[Source records]
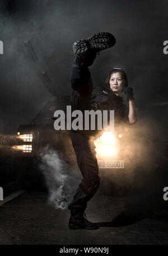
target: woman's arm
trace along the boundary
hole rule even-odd
[[[129,123],[132,124],[135,124],[137,121],[137,111],[135,107],[134,101],[129,101],[129,114],[128,118]]]

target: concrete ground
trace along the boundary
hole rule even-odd
[[[27,191],[0,207],[0,244],[168,244],[168,201],[95,195],[88,219],[96,230],[71,230],[67,209],[55,209],[47,194]]]

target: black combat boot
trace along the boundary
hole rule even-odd
[[[99,52],[112,47],[115,42],[115,38],[111,34],[108,32],[99,32],[88,38],[76,41],[73,44],[73,50],[77,55],[83,53],[91,50]]]
[[[96,223],[88,221],[86,218],[85,213],[80,215],[71,215],[69,221],[69,228],[70,230],[97,230],[99,228]]]

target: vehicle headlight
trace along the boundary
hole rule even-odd
[[[31,153],[32,152],[32,145],[23,145],[22,151],[24,153]]]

◆ Task goal: Reproduce, with no changes, everything in the records above from the line containing "target: vehicle headlight" down to the end of the records, including both of those ends.

◆ Answer to this exercise:
target: vehicle headlight
trace along the boundary
hole rule even-odd
[[[31,153],[32,152],[32,145],[23,145],[22,151],[24,153]]]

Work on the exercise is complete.